▶ **Dataset entries**

----

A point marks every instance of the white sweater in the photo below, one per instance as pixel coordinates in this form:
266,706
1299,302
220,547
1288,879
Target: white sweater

----

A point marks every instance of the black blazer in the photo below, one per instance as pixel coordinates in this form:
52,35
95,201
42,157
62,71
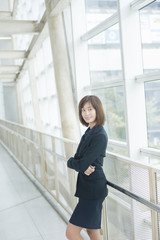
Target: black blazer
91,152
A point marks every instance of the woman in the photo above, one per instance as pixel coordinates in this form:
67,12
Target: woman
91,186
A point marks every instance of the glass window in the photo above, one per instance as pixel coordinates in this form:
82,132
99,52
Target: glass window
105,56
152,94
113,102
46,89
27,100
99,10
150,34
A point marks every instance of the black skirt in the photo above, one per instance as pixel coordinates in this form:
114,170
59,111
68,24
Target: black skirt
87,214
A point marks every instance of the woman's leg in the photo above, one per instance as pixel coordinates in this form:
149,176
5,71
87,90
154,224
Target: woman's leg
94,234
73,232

----

▶ **What this task involves**
Arrange the stretch of lines from the one containing "A point marks every instance of the white" through the one containing "Target: white sweater" as a Markdown table with the columns Row and Content, skipping any blank lines.

▶ **Task response**
| Row | Content |
|---|---|
| 1 | A point marks every instance of the white sweater in the photo below, one per instance as pixel coordinates in this form: |
| 2 | 266,706 |
| 3 | 1299,302 |
| 4 | 220,547 |
| 5 | 1288,879 |
| 6 | Target: white sweater |